*Task to complete*. Rewrite the material below between the lines holding "the dark sky" and "x=324, y=72", inclusive, with the requests and their sample points left untouched. Multiply every coordinate in the answers by 0.2 and round to whole numbers, halves going up.

*Dataset excerpts*.
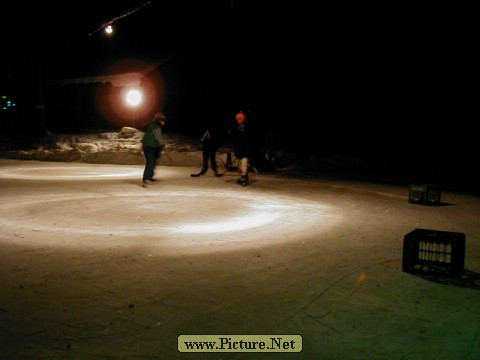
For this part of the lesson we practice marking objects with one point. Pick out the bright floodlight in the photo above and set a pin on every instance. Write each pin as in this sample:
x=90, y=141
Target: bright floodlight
x=133, y=97
x=108, y=29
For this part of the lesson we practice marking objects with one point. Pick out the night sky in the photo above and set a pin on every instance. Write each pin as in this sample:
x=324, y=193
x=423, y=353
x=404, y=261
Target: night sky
x=352, y=78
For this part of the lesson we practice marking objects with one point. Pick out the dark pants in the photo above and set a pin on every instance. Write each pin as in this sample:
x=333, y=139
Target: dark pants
x=151, y=156
x=209, y=155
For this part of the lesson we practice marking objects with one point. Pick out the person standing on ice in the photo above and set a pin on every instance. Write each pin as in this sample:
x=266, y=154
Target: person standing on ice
x=242, y=147
x=152, y=144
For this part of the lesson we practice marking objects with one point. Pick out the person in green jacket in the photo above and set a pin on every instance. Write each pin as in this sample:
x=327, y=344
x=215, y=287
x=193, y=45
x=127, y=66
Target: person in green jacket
x=152, y=144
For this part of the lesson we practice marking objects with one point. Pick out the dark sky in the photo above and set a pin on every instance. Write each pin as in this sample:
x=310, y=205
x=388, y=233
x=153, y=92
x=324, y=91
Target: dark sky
x=324, y=72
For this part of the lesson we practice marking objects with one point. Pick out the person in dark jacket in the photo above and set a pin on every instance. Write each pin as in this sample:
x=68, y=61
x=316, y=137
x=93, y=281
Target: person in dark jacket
x=242, y=147
x=152, y=144
x=210, y=145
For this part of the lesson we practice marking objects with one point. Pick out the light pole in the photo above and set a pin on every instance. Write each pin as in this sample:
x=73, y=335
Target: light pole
x=133, y=99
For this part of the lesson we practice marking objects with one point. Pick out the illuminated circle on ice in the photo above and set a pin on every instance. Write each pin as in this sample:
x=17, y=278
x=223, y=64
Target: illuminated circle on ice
x=69, y=172
x=195, y=216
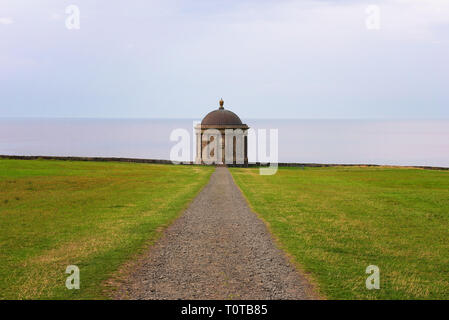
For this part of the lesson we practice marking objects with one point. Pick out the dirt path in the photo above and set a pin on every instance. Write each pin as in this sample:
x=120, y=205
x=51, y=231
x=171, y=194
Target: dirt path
x=218, y=249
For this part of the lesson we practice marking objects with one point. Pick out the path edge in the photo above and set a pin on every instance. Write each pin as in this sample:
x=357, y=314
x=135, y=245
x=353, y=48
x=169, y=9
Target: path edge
x=312, y=286
x=112, y=284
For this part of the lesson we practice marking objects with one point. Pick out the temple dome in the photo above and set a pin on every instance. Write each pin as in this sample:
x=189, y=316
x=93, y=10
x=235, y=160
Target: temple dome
x=221, y=117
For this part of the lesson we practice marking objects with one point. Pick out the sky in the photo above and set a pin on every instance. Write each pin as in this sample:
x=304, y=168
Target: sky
x=279, y=59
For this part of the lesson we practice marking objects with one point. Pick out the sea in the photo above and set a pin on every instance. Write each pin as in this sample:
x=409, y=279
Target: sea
x=352, y=141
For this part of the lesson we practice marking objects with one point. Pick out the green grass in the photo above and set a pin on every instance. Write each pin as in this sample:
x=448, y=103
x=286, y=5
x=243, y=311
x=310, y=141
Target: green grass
x=334, y=222
x=91, y=214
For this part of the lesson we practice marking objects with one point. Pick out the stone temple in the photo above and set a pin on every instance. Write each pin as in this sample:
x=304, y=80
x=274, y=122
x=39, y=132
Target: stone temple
x=221, y=138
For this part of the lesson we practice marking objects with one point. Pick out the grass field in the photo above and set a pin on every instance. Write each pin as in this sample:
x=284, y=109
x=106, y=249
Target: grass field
x=91, y=214
x=334, y=222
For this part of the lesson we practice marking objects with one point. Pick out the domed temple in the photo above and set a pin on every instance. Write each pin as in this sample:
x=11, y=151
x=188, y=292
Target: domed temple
x=221, y=138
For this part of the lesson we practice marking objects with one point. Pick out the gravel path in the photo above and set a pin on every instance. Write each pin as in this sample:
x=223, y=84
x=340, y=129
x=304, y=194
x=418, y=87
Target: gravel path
x=218, y=249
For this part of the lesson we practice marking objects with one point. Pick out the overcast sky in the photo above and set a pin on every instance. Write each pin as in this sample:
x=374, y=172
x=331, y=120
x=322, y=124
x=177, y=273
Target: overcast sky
x=267, y=59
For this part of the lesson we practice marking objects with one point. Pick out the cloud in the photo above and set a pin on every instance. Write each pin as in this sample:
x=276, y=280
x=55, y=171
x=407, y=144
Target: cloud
x=6, y=20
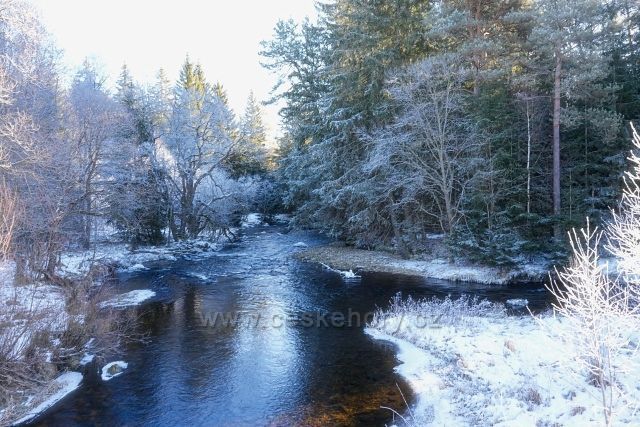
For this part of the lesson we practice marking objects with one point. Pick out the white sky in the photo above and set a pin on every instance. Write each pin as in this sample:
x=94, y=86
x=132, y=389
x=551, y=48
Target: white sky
x=223, y=36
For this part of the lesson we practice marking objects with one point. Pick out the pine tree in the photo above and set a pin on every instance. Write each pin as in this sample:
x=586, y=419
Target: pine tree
x=249, y=157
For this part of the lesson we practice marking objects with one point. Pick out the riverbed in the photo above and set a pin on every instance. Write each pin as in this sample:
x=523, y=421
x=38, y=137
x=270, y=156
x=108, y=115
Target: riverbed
x=252, y=336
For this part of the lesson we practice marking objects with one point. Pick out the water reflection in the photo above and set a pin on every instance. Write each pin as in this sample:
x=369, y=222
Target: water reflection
x=190, y=373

*Exercise answer*.
For this part of the lesson we practice marking objects with one point. Pick out the dark sky in the photo above and set a pin on every instance. Write each pin as in this sample:
x=310, y=205
x=388, y=233
x=153, y=92
x=324, y=91
Target: dark sky
x=65, y=14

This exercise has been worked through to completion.